▸ DATA:
>> BEGIN

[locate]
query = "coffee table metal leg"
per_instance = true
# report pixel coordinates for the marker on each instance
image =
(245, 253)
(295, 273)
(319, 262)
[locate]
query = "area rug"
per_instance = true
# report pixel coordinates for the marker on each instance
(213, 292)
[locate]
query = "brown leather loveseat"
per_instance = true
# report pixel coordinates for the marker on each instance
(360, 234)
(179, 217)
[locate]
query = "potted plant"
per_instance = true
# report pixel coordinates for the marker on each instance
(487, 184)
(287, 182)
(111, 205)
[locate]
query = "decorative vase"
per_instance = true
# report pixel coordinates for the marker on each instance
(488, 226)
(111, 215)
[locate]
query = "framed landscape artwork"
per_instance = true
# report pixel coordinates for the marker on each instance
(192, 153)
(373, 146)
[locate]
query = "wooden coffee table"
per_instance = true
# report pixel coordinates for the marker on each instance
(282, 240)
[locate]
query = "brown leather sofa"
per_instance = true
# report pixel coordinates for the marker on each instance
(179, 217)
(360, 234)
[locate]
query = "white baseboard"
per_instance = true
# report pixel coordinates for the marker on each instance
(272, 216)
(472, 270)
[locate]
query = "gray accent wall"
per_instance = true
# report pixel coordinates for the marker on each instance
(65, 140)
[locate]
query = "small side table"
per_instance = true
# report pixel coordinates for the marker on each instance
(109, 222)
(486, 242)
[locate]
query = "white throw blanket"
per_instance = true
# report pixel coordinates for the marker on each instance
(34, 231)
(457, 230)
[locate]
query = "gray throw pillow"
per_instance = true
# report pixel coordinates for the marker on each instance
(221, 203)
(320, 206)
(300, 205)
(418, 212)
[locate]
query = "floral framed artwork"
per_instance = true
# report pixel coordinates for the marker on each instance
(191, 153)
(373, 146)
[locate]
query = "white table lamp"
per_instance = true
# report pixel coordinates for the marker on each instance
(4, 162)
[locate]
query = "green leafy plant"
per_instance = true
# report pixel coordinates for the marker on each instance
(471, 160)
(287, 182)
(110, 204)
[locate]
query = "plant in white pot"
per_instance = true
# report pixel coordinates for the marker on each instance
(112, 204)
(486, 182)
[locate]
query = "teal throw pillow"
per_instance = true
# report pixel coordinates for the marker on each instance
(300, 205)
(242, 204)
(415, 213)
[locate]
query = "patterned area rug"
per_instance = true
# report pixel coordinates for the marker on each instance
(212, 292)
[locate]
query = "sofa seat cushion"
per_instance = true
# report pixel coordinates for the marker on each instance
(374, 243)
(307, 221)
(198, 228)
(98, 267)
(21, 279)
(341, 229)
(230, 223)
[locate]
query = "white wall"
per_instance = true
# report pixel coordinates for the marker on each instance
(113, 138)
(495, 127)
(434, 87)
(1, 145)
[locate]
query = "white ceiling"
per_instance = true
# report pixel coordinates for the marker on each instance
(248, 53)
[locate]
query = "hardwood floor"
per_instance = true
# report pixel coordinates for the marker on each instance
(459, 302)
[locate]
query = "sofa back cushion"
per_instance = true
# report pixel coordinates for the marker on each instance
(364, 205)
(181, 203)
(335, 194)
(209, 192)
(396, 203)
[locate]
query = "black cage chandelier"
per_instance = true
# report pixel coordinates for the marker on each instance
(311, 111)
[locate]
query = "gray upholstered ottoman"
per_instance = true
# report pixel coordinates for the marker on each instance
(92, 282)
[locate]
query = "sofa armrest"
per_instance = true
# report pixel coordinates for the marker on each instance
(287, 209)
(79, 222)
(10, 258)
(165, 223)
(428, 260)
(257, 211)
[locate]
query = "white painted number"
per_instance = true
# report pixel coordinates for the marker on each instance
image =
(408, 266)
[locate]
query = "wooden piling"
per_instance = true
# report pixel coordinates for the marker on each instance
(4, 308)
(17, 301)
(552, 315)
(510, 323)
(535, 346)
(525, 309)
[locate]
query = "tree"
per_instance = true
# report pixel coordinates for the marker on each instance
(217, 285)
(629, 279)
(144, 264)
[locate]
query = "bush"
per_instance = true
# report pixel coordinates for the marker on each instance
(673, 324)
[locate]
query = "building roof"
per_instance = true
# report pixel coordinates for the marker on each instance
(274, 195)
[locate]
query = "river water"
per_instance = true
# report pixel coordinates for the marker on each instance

>> END

▸ WRITTEN REQUEST: Output the full listing without altering anything.

▸ WORKED SOLUTION:
[locate]
query = "coffee table metal leg"
per_instance = true
# report pixel coordinates for the marker on each instance
image =
(245, 253)
(295, 273)
(319, 262)
[locate]
query = "area rug"
per_instance = true
# report pixel coordinates for the marker on each instance
(213, 292)
[locate]
query = "brown leather loveseat"
per_instance = true
# report pixel coordinates for the marker on each instance
(360, 234)
(179, 217)
[locate]
query = "potted plant"
per_instance = true
# report pixel coordinates for the marker on each instance
(487, 184)
(287, 182)
(111, 205)
[locate]
query = "decorative vase"
per_instance = true
# report pixel coordinates for the marker on each instance
(488, 226)
(111, 215)
[locate]
query = "framed landscape artwork"
per_instance = true
# report pixel coordinates for the marker on each instance
(192, 153)
(373, 146)
[locate]
query = "wooden coffee table"
per_instance = true
# report pixel coordinates for the marker on each instance
(282, 240)
[locate]
query = "brown leather sofa"
per_instance = true
# report pixel coordinates for the marker on each instance
(179, 217)
(360, 234)
[locate]
query = "white baseboard"
per_instance = true
# report pixel coordinates for the marker on each instance
(272, 216)
(472, 270)
[locate]
query = "gray accent wall"
per_instance = true
# report pixel coordinates for the marker on each instance
(65, 140)
[locate]
query = "small side table"
per_instance = true
# report pixel coordinates for the marker on each instance
(109, 222)
(486, 242)
[locate]
query = "white throw blanket"
per_instance = true
# report pixel coordinates for the marker on each instance
(34, 231)
(457, 230)
[locate]
query = "gray throw pillow"
per_instance = true
# report pixel coordinates for the marker on each instance
(221, 203)
(320, 206)
(300, 205)
(418, 212)
[locate]
query = "floral framed artwork"
per_instance = true
# report pixel coordinates for the marker on each instance
(191, 153)
(373, 146)
[locate]
query = "white table lamp"
per_instance = true
# report pixel coordinates for the marker on each instance
(4, 162)
[locate]
query = "green leafy plant"
per_instance = true
# report pixel coordinates for the marker on each instance
(471, 160)
(287, 182)
(110, 204)
[locate]
query = "plant in white pot"
per_instance = true
# report pixel coordinates for the marker on each instance
(112, 204)
(486, 182)
[locate]
query = "teal throw pillow"
per_instance = true
# report pixel coordinates for the marker on each instance
(300, 205)
(242, 204)
(415, 213)
[locate]
query = "patterned area rug"
per_instance = true
# report pixel coordinates for the marker on each instance
(212, 292)
[locate]
query = "sofa seat cushion"
per_instance = true
# report pixel coordinates for the marker on each instance
(374, 243)
(307, 221)
(198, 228)
(98, 267)
(21, 279)
(341, 229)
(230, 223)
[locate]
query = "white wall"
per_instance = true
# report pixel coordinates for the marker on each instance
(113, 138)
(495, 127)
(434, 87)
(1, 145)
[locate]
query = "white ceiling"
per_instance = true
# report pixel coordinates for the marker on each instance
(248, 53)
[locate]
query = "hardwood floor"
per_instance = true
# report pixel coordinates for the marker on each instance
(459, 302)
[locate]
query = "sofa back cushion"
per_instance = true
# report pixel coordinates for the marker on each instance
(364, 205)
(181, 203)
(335, 194)
(209, 192)
(396, 203)
[locate]
query = "black cage chandelier"
per_instance = true
# report pixel coordinates for the marker on each instance
(311, 111)
[locate]
query = "gray upholstered ottoman"
per_instance = true
# report pixel coordinates for the marker on each instance
(92, 282)
[locate]
query = "sofa armrest"
per_instance = true
# report pixel coordinates for the marker on each instance
(287, 209)
(79, 222)
(10, 258)
(165, 223)
(428, 260)
(257, 211)
[locate]
query = "white painted number"
per_instance = true
# report pixel coordinates for the marker on each instance
image =
(408, 266)
[locate]
query = "wooden piling"
per_instance = true
# report pixel coordinates for the marker on each instance
(4, 308)
(17, 301)
(552, 315)
(510, 323)
(535, 346)
(525, 309)
[locate]
query = "tree"
per_instance = true
# report pixel coordinates for the marker on each instance
(217, 285)
(629, 279)
(144, 264)
[locate]
query = "bush"
per_instance = true
# report pixel coordinates for the marker on each instance
(673, 324)
[locate]
query = "building roof"
per_instance = true
# report pixel coordinates for the marker on each instance
(274, 195)
[locate]
query = "river water"
per_instance = true
# report pixel coordinates for the marker on each instance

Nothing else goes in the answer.